The other datapoint that is really suspect right now about gold are lease rates. The one to six months closed this week at 0.84 to 0.87%. Again no recognition of the systemic credit deterioration of the counterparty clowns that borrow the yellow dog. When the BAC news hit you would have expected lease rates to spike (their commercial paper did). A prudent lender of gold would demand the same from a credit instrument such as a gold lease. But no, it just sat there quietly (lah de dah). Another suspect datapoint to ask yourself, have you noticed how slowly the hot air is being let out of the big financial stocks? Terrible news and they are down maybe 4%. Can't allow any of these 50% in one day tech-like poundings there can you Rubin and Easy Al?

Why are POG and credit creation gold lease instruments (and stocks like BAC) immune from the extreme volatility seen now in other markets? It is obvious: the U.S Treasury and/or surrogates (IMF, UK) are ramping the market. Gold has to stay down (for shorts and borrowers: they're in trouble now)because it is used as a basis for massive carry trades. What needs to happen to clear the deck and end this madness is for one of these big gold borrowers to fail. Candidates anyone? The other possibility is that one of the lessors blinks and decides not to play this game. Candidates for that are France, Germany, Middle East countries. May already be happening, so that puts even more pressure on the US and their yellow dog lackies to stem the bleeding. A final question about the sustainability of the ramp job is what happens when the Bush people show up and see all the party hats, empty beer bottles and toilets ripped off the walls in the PPT room? Read Lawrence Lindsay's book for clues.

Excerpts from location labeling data
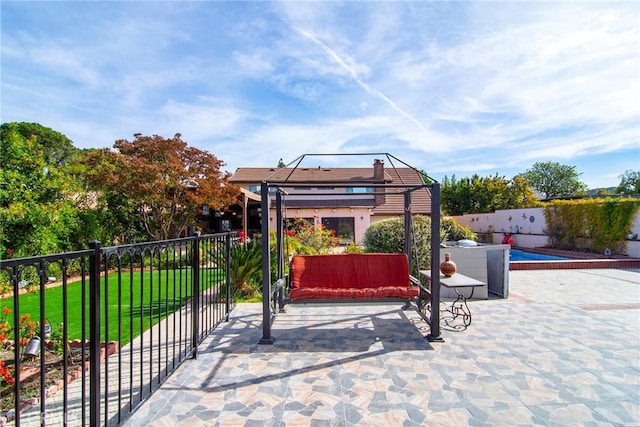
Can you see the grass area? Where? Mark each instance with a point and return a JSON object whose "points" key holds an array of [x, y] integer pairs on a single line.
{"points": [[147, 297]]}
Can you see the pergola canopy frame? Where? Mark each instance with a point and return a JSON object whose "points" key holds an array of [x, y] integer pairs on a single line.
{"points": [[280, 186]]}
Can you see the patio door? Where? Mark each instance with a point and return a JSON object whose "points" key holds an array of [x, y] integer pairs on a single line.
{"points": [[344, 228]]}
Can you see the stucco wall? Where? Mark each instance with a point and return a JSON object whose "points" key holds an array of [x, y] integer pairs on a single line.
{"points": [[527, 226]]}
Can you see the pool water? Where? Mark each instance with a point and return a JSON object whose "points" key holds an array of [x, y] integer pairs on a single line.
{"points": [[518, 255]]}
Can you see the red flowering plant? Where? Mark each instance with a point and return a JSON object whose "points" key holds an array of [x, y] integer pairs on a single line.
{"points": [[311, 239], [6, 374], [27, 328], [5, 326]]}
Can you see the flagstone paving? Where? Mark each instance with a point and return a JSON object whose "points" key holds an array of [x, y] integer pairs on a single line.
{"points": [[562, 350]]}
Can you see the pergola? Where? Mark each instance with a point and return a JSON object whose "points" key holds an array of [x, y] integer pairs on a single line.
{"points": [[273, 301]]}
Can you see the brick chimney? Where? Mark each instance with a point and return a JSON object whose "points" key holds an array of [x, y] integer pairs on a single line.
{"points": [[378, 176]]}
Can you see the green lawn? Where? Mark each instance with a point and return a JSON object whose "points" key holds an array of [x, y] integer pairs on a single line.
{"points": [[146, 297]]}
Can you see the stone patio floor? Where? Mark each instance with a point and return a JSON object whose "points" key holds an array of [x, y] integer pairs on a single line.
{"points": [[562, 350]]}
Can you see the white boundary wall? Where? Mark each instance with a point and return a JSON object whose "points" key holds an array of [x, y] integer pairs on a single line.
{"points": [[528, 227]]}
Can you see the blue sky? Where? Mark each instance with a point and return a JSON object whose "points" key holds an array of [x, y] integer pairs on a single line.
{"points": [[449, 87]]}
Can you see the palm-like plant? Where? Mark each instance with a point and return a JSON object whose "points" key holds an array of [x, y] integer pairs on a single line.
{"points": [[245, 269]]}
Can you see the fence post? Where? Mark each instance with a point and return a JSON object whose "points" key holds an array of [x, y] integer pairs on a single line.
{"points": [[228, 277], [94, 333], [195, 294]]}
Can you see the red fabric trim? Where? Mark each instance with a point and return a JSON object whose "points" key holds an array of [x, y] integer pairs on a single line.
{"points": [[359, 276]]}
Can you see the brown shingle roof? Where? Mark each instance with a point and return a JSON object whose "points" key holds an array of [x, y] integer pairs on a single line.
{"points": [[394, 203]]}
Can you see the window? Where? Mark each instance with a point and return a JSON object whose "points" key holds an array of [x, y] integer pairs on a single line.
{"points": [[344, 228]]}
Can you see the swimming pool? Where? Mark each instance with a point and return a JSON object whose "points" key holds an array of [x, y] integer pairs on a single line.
* * *
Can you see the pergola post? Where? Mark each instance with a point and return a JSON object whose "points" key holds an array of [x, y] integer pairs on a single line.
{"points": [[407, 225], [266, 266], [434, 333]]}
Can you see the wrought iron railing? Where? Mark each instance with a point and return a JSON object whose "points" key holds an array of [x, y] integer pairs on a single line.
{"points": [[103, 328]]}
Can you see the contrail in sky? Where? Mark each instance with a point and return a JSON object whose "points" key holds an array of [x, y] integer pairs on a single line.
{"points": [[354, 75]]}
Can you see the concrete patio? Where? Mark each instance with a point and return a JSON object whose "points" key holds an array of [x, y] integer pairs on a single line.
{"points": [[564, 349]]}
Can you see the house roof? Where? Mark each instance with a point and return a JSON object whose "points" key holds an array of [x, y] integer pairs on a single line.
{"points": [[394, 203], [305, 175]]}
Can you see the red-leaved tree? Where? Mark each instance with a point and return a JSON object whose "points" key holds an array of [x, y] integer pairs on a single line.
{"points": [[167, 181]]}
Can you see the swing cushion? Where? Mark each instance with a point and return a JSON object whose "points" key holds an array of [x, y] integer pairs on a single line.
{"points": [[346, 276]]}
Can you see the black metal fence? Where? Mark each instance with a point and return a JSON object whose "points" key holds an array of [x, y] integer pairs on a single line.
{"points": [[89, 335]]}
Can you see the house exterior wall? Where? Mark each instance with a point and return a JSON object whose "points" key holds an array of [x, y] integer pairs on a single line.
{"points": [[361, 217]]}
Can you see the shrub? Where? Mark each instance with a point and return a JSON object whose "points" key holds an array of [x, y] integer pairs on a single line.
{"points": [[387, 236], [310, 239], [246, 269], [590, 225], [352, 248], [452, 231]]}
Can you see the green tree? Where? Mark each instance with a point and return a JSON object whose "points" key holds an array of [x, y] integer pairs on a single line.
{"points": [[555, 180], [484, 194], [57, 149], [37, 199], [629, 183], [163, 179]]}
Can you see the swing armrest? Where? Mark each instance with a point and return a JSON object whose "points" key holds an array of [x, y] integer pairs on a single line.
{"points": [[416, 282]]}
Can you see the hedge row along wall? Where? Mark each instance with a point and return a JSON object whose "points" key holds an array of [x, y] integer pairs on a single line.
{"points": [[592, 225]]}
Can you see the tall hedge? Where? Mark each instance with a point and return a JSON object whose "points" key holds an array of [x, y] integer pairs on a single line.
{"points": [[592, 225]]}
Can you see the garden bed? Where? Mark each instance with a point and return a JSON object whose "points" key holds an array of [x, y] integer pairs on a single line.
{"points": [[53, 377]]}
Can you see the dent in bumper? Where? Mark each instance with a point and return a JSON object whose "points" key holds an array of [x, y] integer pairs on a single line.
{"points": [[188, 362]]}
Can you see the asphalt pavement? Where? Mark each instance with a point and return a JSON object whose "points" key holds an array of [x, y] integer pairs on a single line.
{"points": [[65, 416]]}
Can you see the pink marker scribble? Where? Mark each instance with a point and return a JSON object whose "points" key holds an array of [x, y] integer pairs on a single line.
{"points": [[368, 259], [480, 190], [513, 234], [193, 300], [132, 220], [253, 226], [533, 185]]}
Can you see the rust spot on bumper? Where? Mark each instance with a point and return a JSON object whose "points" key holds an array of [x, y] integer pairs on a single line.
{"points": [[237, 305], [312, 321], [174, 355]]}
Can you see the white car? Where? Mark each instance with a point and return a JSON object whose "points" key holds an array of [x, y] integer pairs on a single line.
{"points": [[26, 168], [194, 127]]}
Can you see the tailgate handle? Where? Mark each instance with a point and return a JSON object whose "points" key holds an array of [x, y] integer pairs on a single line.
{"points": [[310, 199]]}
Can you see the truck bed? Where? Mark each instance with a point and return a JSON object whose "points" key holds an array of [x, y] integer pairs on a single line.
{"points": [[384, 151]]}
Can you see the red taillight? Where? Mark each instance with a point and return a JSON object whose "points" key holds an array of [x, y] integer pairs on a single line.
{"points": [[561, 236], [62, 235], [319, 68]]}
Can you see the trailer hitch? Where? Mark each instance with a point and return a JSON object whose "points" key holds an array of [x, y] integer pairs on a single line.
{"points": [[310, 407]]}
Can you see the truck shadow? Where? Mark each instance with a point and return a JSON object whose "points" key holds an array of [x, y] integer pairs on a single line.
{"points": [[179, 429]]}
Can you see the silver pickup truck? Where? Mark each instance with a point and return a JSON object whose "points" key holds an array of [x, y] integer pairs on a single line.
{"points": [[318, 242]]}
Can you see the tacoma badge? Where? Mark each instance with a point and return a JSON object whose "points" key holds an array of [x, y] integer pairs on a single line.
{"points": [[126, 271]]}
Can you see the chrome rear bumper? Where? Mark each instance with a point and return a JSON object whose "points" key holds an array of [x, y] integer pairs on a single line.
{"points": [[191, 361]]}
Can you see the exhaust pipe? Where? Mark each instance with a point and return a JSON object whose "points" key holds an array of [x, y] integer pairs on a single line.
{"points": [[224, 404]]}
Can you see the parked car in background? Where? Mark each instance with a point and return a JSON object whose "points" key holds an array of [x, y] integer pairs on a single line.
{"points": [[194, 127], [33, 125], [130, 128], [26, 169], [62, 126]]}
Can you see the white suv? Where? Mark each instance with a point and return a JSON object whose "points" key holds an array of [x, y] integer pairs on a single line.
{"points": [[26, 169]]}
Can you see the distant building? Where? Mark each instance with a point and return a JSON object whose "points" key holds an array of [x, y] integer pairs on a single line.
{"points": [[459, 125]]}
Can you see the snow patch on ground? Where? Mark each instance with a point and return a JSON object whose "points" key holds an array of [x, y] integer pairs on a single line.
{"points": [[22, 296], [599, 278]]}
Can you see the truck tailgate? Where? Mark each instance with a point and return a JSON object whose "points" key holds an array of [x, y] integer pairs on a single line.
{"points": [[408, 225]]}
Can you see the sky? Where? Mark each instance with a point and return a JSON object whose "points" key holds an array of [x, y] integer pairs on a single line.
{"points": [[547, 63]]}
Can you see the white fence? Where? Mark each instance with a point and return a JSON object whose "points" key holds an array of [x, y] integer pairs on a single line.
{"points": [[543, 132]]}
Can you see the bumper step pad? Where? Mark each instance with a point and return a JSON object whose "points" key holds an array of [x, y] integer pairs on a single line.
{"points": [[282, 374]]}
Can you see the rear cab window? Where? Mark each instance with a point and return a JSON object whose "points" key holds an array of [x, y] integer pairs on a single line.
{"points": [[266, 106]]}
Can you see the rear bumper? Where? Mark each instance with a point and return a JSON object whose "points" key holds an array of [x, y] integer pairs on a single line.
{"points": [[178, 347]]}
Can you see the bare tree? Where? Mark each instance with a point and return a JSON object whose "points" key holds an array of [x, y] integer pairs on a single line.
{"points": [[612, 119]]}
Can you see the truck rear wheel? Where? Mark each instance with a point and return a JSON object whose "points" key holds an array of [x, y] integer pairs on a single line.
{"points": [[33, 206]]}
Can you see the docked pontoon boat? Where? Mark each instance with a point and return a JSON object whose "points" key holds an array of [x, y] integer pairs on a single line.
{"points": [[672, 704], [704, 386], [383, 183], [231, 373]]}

> _EXERCISE TASKS_
a – Rewrite the gold commentary from "The other datapoint" to "and Easy Al?", swapping "lease rates" for "leasing rates".
b – In the gold commentary, at what level did the one to six month lease rates close this week?
c – Continue the gold commentary from its last sentence.
The items are separate material, unrelated to the gold commentary.

> _IN RESPONSE_
a –
The other datapoint that is really suspect right now about gold are leasing rates. The one to six months closed this week at 0.84 to 0.87%. Again no recognition of the systemic credit deterioration of the counterparty clowns that borrow the yellow dog. When the BAC news hit you would have expected leasing rates to spike (their commercial paper did). A prudent lender of gold would demand the same from a credit instrument such as a gold lease. But no, it just sat there quietly (lah de dah). Another suspect datapoint to ask yourself, have you noticed how slowly the hot air is being let out of the big financial stocks? Terrible news and they are down maybe 4%. Can't allow any of these 50% in one day tech-like poundings there can you Rubin and Easy Al?

b – 0.84 to 0.87%

c –
The 64K question for gold bulls now is can the moral hazard proponents and expediency crowd stem the tide (it's going to be much bigger than LTCM this time), or is this the "perfect storm"? Whatever the answer, don't be fooled by this "quiet" action in gold.

Finally, on the California (and whole west coast) utility crisis: expect big federal bailout and in effect a "temporary" nationalization. Just more moral hazard ahead. Got to do it fast before Bush gets in, as Californians are good Democrats.